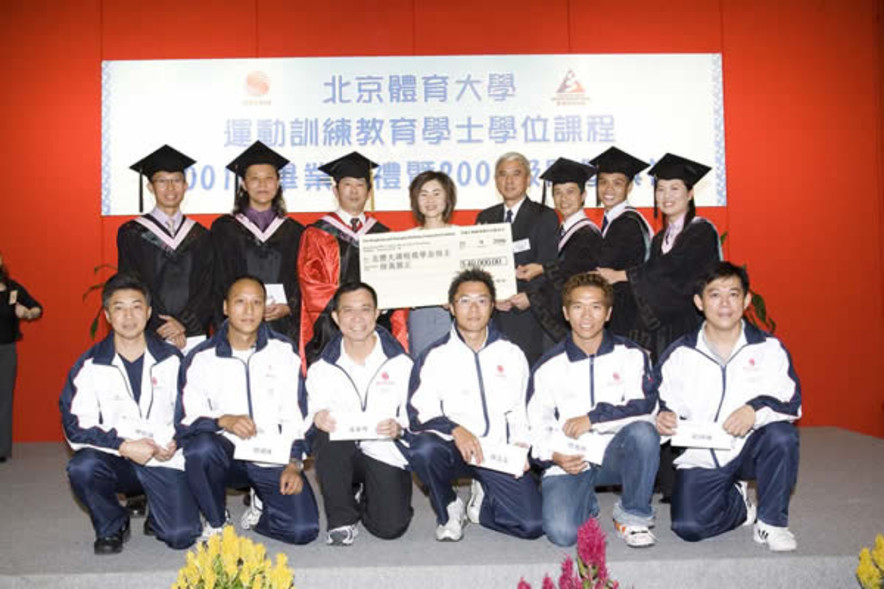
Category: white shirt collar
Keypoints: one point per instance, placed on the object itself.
(347, 217)
(164, 219)
(704, 346)
(616, 210)
(574, 218)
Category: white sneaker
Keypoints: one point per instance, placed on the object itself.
(253, 513)
(342, 535)
(635, 536)
(452, 530)
(751, 509)
(777, 539)
(477, 495)
(208, 532)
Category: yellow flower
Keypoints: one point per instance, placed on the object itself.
(258, 583)
(258, 554)
(878, 551)
(245, 548)
(209, 579)
(868, 574)
(282, 576)
(203, 559)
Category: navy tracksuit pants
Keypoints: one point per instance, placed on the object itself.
(706, 501)
(211, 468)
(96, 477)
(512, 506)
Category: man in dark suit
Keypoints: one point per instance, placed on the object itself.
(535, 240)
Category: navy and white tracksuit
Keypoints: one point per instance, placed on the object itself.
(379, 387)
(695, 385)
(613, 387)
(99, 412)
(483, 392)
(266, 385)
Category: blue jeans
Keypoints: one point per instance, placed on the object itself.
(631, 459)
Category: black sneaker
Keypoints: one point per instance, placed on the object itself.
(113, 544)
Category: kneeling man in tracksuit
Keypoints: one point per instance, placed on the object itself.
(118, 409)
(730, 376)
(590, 408)
(356, 395)
(467, 389)
(241, 422)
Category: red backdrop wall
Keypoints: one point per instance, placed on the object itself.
(803, 104)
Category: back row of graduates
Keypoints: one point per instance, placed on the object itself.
(189, 268)
(656, 303)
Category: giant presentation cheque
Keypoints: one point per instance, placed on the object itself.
(414, 268)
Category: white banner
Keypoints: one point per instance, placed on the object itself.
(454, 113)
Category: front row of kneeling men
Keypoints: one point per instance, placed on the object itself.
(592, 411)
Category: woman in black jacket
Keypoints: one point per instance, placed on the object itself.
(16, 305)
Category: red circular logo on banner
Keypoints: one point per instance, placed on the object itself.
(257, 83)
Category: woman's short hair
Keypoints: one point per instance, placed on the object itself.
(414, 190)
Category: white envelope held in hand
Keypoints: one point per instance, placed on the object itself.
(356, 425)
(702, 434)
(506, 458)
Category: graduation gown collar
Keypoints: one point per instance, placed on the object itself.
(345, 230)
(575, 354)
(580, 223)
(171, 241)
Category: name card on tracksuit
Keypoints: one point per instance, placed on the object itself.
(356, 426)
(266, 446)
(702, 434)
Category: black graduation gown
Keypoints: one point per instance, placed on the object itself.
(579, 251)
(626, 244)
(271, 255)
(538, 224)
(176, 269)
(663, 287)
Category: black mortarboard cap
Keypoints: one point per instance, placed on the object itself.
(564, 170)
(352, 165)
(617, 161)
(164, 159)
(675, 167)
(256, 153)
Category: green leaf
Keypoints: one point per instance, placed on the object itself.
(100, 267)
(93, 327)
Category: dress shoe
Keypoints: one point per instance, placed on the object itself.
(137, 506)
(112, 544)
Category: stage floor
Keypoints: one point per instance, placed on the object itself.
(838, 507)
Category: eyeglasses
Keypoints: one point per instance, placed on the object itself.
(164, 182)
(466, 301)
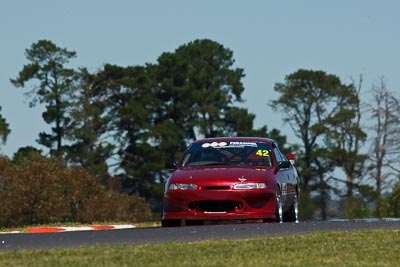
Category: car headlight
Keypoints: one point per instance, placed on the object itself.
(182, 187)
(242, 186)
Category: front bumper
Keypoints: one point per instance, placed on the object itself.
(219, 205)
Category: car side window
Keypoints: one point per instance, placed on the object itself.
(278, 155)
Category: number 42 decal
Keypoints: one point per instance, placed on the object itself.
(262, 153)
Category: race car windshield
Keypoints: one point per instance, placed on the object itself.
(228, 153)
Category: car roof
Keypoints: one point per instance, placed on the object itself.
(236, 139)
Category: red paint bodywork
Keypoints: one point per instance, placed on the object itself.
(215, 198)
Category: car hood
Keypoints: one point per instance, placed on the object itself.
(218, 174)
━━━━━━━━━━━━━━━━━━━━━━━━━━━━━━
◆ Task requirements
For the word "sneaker", find every line in the data that holds it and copy that line.

◆ Exercise solution
Category: white sneaker
Category: black sneaker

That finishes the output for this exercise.